— START OF EXTRACT —
2371 posts - 3676 votes 
Speaks: English*, German
Studies: Danish, Welsh

 
 Message 39 of 53
18 August 2012 at 4:53pm | IP Logged 
Random review wrote:


I think I read somewhere (possibly one of Holt's books?) that in Summerhill the
teachers, when they needed to speak without the children understanding, communicated in
German and that they had to end the practice because the kids were learning German.


:-)

Didn't the English upper classes use to resort to French when they didn't want their
servants to know what they were talking about?

"pas devant les domestiques"

http://everything2.com/title/devant+les+domestiques


psy88 wrote:

We got caught because,as the teacher said, I used verb tenses known to me and God
alone.


:-) I'd like to have given you an extra vote for that alone :-)
— END OF EXTRACT —
**WORK TO DO**:
Copy the forum post above word for word, from start to finish.
— START OF DATA PROVIDED —
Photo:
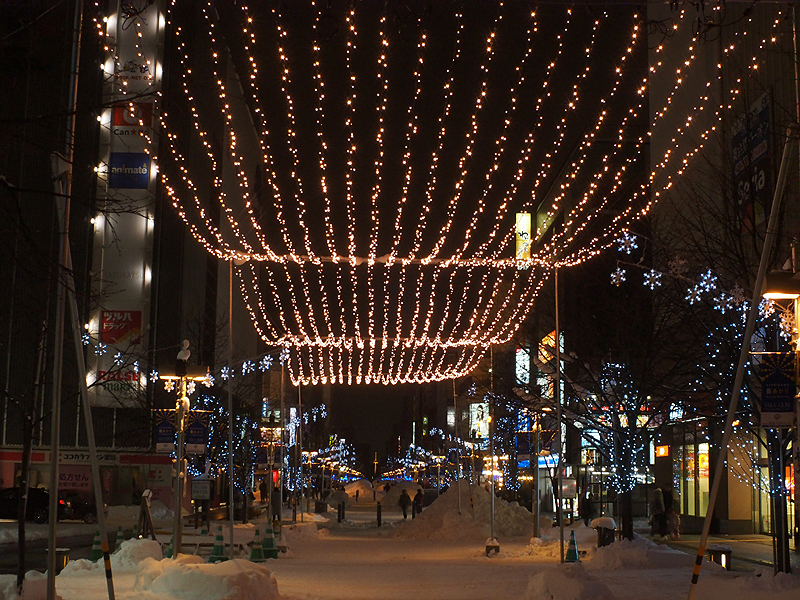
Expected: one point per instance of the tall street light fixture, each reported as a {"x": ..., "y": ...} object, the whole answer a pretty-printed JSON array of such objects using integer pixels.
[
  {"x": 187, "y": 376},
  {"x": 785, "y": 285}
]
— END OF DATA PROVIDED —
**THE RESULT**:
2371 posts - 3676 votes 
Speaks: English*, German
Studies: Danish, Welsh

 
 Message 39 of 53
18 August 2012 at 4:53pm | IP Logged 
Random review wrote:


I think I read somewhere (possibly one of Holt's books?) that in Summerhill the
teachers, when they needed to speak without the children understanding, communicated in
German and that they had to end the practice because the kids were learning German.


:-)

Didn't the English upper classes use to resort to French when they didn't want their
servants to know what they were talking about?

"pas devant les domestiques"

http://everything2.com/title/devant+les+domestiques


psy88 wrote:

We got caught because,as the teacher said, I used verb tenses known to me and God
alone.


:-) I'd like to have given you an extra vote for that alone :-)